== SHORT EXERCISE ==
Extract every line from the listing below and reproduce each one character for character.

== Position identification listing ==
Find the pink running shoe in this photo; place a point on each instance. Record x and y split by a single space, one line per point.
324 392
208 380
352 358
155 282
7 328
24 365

== CORRECT ANSWER ==
Find the pink running shoe in this photo; place a point on each instance. Record x and y split by a single space, one line per point.
324 392
208 380
352 358
155 282
7 328
24 365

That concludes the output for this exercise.